Lifestyle Disease Prevention: Heart Disease

Heart Disease Management Picks Up the Beat
Early diagnosis and better disease management enable hospitals to treat more heart patients in an outpatient setting.

Hospitals recognize the health and economic benefits of earlier diagnosis and better management of heart disease. Still, they have a ways to go.

“There is an emphasis on providing hospital users with equipment they need to offer direct care and treatment, rather than diagnostics,” says Frederic Pla, general manager, cardiology care area for GE Healthcare in Milwaukee, Wis. And, while the development of IT systems and hospital information systems has encouraged more interest in screening and disease management, to a large degree the focus continues to be on procedures for treating symptoms or heart attacks, and IDN contracts reflect this approach.
“Government initiatives are pushing hospitals to manage (heart) disease in an outpatient setting,” says Paul Elko, marketing manager for ECG analysis technology at GE Healthcare. “The government realizes that hospitals must reach patients earlier in the course of their disease.” Earlier treatment can facilitate the movement of patients from hospital beds to outpatient or wellness centers.

**Exercise objective**
Continue the article on heart disease management, starting from the point where it stops. The records that follow are drawn from a separate source and are unrelated to the article on heart disease management.

**Data supplied**
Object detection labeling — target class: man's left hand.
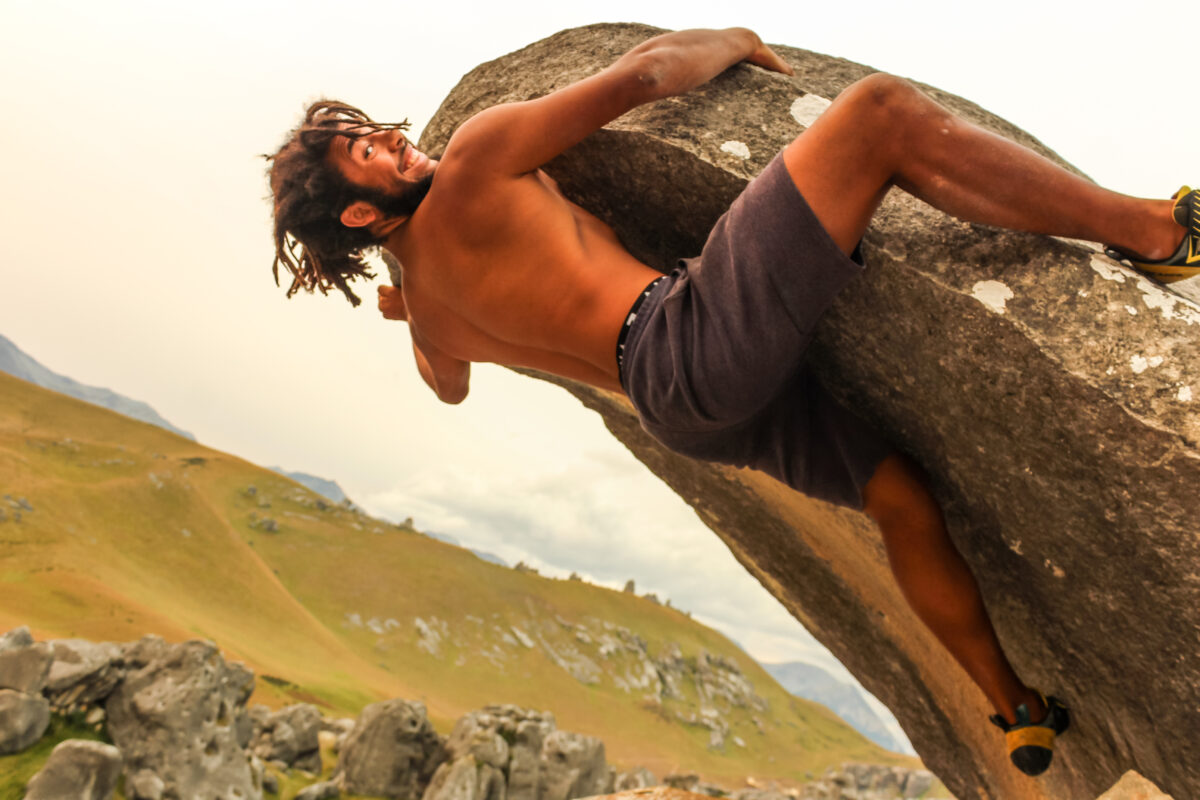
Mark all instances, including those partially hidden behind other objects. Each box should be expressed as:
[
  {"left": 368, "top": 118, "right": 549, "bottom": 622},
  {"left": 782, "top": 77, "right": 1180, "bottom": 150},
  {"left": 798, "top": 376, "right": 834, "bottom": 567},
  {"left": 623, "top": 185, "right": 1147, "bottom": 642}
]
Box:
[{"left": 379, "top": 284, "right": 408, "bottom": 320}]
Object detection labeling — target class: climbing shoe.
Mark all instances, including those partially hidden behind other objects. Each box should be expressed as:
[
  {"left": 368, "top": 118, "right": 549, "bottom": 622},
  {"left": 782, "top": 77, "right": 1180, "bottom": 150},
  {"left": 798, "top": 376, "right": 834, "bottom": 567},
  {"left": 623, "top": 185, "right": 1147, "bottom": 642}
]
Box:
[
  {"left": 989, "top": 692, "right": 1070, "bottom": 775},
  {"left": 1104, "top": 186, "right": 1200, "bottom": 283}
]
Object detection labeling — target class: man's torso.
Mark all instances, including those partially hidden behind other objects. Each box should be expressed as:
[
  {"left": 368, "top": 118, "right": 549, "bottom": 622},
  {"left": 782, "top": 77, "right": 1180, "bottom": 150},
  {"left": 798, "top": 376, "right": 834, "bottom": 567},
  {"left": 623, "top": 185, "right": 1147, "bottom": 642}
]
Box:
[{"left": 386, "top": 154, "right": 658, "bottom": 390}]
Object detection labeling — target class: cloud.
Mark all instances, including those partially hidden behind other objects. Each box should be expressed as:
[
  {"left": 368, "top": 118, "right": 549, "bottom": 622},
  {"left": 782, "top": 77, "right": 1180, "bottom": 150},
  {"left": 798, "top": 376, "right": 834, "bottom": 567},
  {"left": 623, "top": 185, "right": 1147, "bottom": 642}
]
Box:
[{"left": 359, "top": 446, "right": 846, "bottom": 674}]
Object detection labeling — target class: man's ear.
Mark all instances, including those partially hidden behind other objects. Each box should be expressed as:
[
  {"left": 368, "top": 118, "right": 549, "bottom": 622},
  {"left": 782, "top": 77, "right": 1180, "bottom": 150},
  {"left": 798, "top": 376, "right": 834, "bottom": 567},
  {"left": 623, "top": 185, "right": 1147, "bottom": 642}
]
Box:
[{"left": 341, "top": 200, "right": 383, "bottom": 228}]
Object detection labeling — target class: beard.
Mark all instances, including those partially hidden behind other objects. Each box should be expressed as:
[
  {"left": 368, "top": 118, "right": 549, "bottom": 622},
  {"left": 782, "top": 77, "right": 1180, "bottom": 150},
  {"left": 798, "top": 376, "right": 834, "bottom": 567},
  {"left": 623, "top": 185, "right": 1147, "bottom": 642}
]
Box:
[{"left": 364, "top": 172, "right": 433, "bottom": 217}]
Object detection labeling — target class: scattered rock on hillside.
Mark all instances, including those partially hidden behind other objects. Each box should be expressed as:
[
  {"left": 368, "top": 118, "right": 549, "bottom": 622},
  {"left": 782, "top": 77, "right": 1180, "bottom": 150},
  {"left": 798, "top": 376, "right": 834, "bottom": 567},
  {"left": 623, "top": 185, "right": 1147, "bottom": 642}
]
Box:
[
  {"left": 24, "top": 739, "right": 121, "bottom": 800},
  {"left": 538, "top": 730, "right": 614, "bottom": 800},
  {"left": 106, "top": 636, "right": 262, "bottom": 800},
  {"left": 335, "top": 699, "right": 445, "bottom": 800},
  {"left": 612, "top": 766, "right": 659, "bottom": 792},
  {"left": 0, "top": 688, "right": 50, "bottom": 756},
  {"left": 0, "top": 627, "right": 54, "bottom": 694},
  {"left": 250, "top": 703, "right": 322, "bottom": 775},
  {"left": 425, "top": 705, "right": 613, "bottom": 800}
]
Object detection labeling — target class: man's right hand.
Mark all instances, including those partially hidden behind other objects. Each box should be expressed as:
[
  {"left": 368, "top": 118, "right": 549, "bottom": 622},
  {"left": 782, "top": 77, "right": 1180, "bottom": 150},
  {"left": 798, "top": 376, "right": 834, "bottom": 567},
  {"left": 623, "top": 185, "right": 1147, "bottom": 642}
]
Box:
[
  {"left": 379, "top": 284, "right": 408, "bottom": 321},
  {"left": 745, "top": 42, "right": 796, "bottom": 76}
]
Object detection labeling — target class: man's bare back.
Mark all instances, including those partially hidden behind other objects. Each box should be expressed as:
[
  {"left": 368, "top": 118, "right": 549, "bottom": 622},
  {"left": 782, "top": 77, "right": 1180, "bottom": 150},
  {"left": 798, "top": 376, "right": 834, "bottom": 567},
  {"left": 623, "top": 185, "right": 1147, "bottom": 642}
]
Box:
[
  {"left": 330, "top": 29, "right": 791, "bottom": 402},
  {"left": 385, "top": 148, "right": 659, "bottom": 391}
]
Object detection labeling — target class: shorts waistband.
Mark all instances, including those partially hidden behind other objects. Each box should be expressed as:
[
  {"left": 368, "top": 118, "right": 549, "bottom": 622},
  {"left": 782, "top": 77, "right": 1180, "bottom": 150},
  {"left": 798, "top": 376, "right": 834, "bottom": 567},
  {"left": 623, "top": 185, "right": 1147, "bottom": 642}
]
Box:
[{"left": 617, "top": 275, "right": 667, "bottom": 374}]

**Answer below**
“Hospital CEOs and administrators are recognizing that prevention is the next big step,” continues Elko. “If they can provide more outpatient and home care, hospitals can save money.” Earlier screening and diagnosis is much less expensive, and better for the patient, than treating a heart attack victim.

Heart disease
Heart disease refers to a broad range of health issues. For instance, coronary heart disease can lead to angina or chest pains. Each year, 7 million people with coronary heart disease visit a cath lab to have their arteries unclogged. Another 1.6 million individuals with coronary heart disease suffer from acute coronary syndrome or acute myocardial infarction (heart attack). Those who survive a heart attack are at greater risk for developing congestive heart failure.

“This is a growing problem,” says Pla. “These patients are hospitalized frequently and are difficult to manage, and this is costly to Medicare.”

Pla adds that more patients survive heart attacks, there is a greater prevalence of fatal arrhythmias, which can lead to sudden cardiac arrest or even stroke (caused by atrial fibrillation), depending on the type of arrhythmia. Government initiatives are expected to focus more on addressing stroke and arrhythmia issues in the future.

While hospitals may be guilty of performing too little upfront screening, detection and disease management, patients must take some of the blame as well. Americans continue to battle high blood pressure, obesity and poor diet. “Heart disease, and the number of heart patients hospitals must care for, is still on the rise,” Pla says. This includes both the older population who present heart attack side effects, such as arrhythmias or congestive heart failure, and the young population of tail-end baby boomers who still haven’t made healthy lifestyle changes.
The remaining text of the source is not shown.